*Excerpt*.
+-------+

I can rename it like this

x <- setNames(x, "Attribute_A")

And I can add another dummy attribute.

x <- x %>%
  mutate("Attribute_B" = Attribute_A/2)

The dummy data also has four dimensions

dim(x)
#>    x    y band time 
#>   50   50    6    4

X and y area the coordinates. Band is an integer:

st_get_dimension_values(x, "band")
#> [1] 1 2 3 4 5 6

I will remove the band dimension.

x <- x %>% filter(band==1) %>% adrop()

Time is four dates covering four months in 1970:

(oldTime <- st_get_dimension_values(x, "time"))
#> [1] "1970-05-31" "1970-06-01" "1970-07-20" "1970-09-08"

I’ll add some extra seasonal variation between to the mix

x$Attribute_A[,,2] <- x$Attribute_A[,,1]*1.2
x$Attribute_A[,,3] <- x$Attribute_A[,,1]*1.4
x$Attribute_A[,,4] <- x$Attribute_A[,,1]*1.1

Now I create another four copies of this data, adding some random noise and a continuous decreasing trend.

# Function to add random noise
myRandom <- function(x) x*rnorm(1,1,.05)

y1 <- x
y2 <- x %>% st_apply(1:3, myRandom) %>% st_set_dimensions("time", values = oldTime %m+% years(-1)) %>% mutate(Attribute_A = Attribute_A*0.95)
y3 <- x %>% st_apply(1:3, myRandom) %>% st_set_dimensions("time", values = oldTime %m+% years(-2)) %>% mutate(Attribute_A = Attribute_A*0.90)
y4 <- x %>% st_apply(1:3, myRandom) %>% st_set_dimensions("time", values = oldTime %m+% years(-3)) %>% mutate(Attribute_A = Attribute_A*0.85)

+-------+

*Exercise set*.
- 1) In the R data-cube excerpt, what year do the four dates of the time dimension fall in?
- 2) Print the R data-cube excerpt from "I’ll add some" to "continuous decreasing trend.".

*Rows*.

+-------+

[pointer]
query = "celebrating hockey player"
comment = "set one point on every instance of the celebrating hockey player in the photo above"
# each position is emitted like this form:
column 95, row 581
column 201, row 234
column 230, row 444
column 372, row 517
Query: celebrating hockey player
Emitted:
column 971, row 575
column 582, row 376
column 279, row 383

+-------+

*Answers provided*.
- 1) 1970

- 2)
I’ll add some extra seasonal variation between to the mix

x$Attribute_A[,,2] <- x$Attribute_A[,,1]*1.2
x$Attribute_A[,,3] <- x$Attribute_A[,,1]*1.4
x$Attribute_A[,,4] <- x$Attribute_A[,,1]*1.1

Now I create another four copies of this data, adding some random noise and a continuous decreasing trend.